Bron:
——
Zakenlui uit Israël en China
Burgis geeft voorbeelden van de dief- en rover baronnen van deze tijd. Eén van hen is de Israëliër Dan Gertler, die bevriend raakte met Joseph, zoon van de in 2001 vermoorde president Laurent Kabila. Na de moord op zijn vader werd Joseph Kabila zelf president, een functie die hij tot heden bekleed.
In ruil voor een zogenaamde war chest contributie van 20 miljoen US dollars ten behoeve van de financiering van de gewapende conflicten in het land , kreeg Gertler een monopolie om iedere diamant uit de bodem van Congo te kopen. Burgis wijst erop dat tussen 2007 en 2012 de mijnbouw in Congo een bedrag genereerde van 41 miljard US dollars, waarvan slechts 2.5 procent in de Congolese staatskas terecht is gekomen. Uitgerekend kan dus worden hoeveel in de zakken van Gertler en zijn handlangers is verdwenen en verdwijnt.
Voor wat Angola betreft zit in de jaarrekeningen tussen 2007 en 2010 volgens Burgis een gat van 29 miljard euro. “Verdwenen in zakken die geen naam hebben, maar wel naar olie ruiken”.

Een ander voorbeeld van Burgis is Sam Pa, een Chinese zakenman met many names and many pasts. Hij is de grondlegger van een in Hong Kong geregistreerde schimmige onderneming met als naam ‘Queens Group Syndicate’ , die zijn contacten met de Chinese Communistische Partij en de militairen aanwendt om complexe deals te bewerkstelligen en te sluiten met landen als Angola, de Republiek Congo, Guinee, Sierra Leone en Zimbabwe.
De Volksrepubliek China, zo vaak geprezen als de redder van Afrika, komt uit de analyse van Burgis heel slecht naar voren. Terwijl China zogenaamd een fictieve afstand houdt van haar internationaal opererende bedrijven, is Beijng wel heel drukdoende contracten binnen te halen middels het netwerk van deze ondernemingen zoals de ‘Queensway Group Syndicate’ en zodoende als regering officieel bijdraagt om fragiele, corrupte regimes stevig in het zadel te houden.
——
Aangeleverde gegevens:
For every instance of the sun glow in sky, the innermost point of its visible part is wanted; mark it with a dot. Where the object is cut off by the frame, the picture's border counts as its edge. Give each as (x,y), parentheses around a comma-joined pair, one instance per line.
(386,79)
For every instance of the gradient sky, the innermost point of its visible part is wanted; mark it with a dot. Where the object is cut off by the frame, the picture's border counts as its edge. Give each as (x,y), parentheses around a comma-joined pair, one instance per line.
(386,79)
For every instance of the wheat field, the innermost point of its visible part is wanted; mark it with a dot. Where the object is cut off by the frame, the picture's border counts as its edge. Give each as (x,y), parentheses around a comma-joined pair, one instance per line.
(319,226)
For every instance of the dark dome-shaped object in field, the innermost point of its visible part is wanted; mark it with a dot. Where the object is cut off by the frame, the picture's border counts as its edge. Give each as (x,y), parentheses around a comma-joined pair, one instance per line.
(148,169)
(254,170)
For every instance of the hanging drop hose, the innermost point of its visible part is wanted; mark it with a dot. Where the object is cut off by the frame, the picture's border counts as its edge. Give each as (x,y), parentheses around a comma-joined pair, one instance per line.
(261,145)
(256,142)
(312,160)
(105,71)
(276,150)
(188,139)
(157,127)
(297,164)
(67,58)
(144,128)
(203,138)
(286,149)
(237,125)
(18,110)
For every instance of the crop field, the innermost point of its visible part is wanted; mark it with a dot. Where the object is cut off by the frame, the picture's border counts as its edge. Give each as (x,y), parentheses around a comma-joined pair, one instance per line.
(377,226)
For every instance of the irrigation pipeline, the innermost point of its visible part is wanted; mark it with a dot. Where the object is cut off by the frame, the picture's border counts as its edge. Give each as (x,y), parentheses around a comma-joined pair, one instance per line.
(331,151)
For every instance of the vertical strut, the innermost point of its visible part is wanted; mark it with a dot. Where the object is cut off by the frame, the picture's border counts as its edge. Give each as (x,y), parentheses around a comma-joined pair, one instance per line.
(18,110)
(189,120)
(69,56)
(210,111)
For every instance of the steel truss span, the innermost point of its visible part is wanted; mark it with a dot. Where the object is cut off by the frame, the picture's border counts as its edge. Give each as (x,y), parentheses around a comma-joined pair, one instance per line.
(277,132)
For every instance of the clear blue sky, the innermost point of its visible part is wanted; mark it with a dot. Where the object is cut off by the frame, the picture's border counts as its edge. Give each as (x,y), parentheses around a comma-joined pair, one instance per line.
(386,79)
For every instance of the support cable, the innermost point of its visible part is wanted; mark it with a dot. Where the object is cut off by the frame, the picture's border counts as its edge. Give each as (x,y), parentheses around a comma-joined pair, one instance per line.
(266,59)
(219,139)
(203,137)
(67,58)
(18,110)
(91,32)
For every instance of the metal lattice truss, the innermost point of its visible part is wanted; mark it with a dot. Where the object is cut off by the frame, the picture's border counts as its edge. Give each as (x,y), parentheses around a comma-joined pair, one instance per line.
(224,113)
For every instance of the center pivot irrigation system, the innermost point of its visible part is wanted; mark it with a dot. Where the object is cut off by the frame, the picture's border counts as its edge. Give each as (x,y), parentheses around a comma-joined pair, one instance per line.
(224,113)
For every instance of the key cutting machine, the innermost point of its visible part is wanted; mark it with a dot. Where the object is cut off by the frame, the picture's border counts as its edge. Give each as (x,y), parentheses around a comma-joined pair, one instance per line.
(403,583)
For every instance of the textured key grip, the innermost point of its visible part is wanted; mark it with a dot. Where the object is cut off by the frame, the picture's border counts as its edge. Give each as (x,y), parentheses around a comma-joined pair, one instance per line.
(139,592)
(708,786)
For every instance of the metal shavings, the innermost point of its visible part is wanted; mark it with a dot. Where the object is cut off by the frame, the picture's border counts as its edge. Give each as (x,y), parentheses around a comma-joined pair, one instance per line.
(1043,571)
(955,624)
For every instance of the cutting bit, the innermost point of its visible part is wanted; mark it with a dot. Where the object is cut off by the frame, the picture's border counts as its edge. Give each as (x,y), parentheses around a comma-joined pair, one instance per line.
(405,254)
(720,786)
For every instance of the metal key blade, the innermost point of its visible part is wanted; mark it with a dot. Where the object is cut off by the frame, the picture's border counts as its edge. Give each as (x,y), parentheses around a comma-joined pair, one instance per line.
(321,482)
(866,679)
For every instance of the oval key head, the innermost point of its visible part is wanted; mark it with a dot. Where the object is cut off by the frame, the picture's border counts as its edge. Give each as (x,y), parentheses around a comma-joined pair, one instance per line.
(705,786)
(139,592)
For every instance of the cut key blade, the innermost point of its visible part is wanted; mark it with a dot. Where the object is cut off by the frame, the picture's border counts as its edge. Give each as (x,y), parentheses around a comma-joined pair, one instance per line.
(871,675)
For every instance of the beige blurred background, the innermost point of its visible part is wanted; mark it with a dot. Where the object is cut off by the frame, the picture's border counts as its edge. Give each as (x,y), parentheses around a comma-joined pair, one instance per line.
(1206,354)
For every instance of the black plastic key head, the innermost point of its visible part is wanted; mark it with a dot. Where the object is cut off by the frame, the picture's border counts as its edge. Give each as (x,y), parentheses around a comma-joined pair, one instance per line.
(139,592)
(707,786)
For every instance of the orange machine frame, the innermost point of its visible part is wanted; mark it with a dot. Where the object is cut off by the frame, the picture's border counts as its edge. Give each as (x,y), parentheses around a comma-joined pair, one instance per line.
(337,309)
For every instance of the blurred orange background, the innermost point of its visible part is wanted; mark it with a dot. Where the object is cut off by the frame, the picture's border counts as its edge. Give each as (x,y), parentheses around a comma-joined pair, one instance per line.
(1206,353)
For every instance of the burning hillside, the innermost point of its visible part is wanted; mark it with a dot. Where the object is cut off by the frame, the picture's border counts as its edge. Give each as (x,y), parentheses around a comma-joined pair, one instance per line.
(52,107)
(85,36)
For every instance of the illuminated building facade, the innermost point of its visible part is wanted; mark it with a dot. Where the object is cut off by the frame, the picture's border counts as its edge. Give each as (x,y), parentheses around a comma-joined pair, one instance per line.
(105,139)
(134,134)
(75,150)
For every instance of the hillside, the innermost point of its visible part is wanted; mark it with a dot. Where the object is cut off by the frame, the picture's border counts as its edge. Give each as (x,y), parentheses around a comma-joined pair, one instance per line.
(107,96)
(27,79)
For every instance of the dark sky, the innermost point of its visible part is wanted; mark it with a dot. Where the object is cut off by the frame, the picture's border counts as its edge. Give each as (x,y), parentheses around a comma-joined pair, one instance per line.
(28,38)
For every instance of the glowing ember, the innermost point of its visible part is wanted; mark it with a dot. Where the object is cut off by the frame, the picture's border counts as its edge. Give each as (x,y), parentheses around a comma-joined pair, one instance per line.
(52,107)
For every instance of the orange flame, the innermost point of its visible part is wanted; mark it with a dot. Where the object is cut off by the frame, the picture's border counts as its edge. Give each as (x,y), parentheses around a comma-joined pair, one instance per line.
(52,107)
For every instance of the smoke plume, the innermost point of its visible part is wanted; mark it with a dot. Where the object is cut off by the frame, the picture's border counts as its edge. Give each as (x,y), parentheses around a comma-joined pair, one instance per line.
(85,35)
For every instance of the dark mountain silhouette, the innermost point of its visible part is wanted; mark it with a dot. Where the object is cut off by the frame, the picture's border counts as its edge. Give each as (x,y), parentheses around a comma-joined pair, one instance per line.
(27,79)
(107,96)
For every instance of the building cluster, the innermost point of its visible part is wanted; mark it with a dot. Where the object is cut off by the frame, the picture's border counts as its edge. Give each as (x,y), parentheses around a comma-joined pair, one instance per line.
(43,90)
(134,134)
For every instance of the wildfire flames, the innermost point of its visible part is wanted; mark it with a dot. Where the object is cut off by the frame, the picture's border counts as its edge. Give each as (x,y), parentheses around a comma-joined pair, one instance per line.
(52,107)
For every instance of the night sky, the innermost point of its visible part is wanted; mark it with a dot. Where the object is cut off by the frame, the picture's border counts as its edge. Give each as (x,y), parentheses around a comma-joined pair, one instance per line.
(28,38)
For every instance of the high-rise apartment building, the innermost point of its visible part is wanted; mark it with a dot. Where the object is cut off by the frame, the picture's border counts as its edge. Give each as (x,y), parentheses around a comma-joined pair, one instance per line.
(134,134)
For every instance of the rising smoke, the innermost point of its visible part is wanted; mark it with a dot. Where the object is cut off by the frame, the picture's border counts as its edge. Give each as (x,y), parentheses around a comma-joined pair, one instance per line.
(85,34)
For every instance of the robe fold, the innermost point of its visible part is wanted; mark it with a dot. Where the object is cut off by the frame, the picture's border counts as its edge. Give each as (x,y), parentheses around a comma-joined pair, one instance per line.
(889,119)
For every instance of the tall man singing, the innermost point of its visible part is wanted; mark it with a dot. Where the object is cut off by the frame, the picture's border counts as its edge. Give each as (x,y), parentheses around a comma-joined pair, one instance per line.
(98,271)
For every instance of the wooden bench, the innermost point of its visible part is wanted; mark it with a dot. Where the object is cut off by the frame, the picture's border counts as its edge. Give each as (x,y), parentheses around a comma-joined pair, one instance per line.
——
Opgaven:
1) Geef voor elke uitspraak aan of die klopt met de tekst over zakenlui uit Israël en China, met ja of nee en de beslissende woorden uit de tekst letterlijk aangehaald. (a) Gertler kreeg een monopolie op de aankoop van alle diamanten uit de Congolese bodem. (b) Van de opbrengst van de mijnbouw in Congo tussen 2007 en 2012 kwam de helft in de staatskas terecht. (c) De onderneming die Sam Pa oprichtte, is in Hong Kong geregistreerd.
2) Haal uit de lijst alle regels waarin het woord "black" staat.

Antwoorden:
1)
(a) Ja: "kreeg Gertler een monopolie om iedere diamant uit de bodem van Congo te kopen"
(b) Nee: "waarvan slechts 2.5 procent in de Congolese staatskas terecht is gekomen"
(c) Ja: "een in Hong Kong geregistreerde schimmige onderneming"

2)
For every instance of the black plastic key head, the innermost point of its visible part is wanted; mark it with a dot. Where the object is cut off by the frame, the picture's border counts as its edge. Give each as (x,y), parentheses around a comma-joined pair, one instance per line.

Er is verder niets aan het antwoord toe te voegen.